◆ Your instructions:
The word to find is "instance". Copy each line of the material that contains it.

(Data begins)

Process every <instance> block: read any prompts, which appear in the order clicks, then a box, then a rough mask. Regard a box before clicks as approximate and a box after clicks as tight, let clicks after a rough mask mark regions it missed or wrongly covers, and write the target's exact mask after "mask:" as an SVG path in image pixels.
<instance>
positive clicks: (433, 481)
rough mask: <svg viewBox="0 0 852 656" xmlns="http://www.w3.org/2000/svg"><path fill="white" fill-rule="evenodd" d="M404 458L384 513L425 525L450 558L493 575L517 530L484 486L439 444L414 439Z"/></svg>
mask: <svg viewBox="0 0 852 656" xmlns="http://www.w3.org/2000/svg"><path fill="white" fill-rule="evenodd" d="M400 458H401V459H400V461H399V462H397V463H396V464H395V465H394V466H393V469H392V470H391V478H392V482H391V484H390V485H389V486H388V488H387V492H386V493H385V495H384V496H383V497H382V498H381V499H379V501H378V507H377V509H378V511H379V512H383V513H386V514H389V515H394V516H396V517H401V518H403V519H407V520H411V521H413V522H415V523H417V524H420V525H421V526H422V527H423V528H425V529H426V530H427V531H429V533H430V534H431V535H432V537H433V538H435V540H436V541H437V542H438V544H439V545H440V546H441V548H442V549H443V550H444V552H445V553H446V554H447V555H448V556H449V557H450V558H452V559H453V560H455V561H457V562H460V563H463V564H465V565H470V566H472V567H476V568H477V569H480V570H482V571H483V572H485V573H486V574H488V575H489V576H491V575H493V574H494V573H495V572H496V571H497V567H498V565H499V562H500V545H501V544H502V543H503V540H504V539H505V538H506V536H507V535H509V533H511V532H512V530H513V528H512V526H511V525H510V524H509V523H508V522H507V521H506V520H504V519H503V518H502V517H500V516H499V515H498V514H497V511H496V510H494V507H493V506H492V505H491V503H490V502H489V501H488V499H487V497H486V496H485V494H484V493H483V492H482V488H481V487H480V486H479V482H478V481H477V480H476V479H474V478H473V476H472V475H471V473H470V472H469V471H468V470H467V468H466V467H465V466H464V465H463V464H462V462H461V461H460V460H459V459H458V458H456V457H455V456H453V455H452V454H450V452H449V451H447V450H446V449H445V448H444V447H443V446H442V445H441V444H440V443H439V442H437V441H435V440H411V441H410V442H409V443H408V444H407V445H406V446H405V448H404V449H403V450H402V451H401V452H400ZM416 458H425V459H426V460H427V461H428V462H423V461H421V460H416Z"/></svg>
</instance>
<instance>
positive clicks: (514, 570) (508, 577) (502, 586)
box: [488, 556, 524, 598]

(Data ends)

◆ Exercise output:
Process every <instance> block: read any prompts, which appear in the order clicks, then a box, then a rough mask. Regard a box before clicks as approximate and a box after clicks as tight, let clicks after a rough mask mark regions it missed or wrongly covers, and write the target's exact mask after "mask:" as an SVG path in image pixels.
<instance>
</instance>
<instance>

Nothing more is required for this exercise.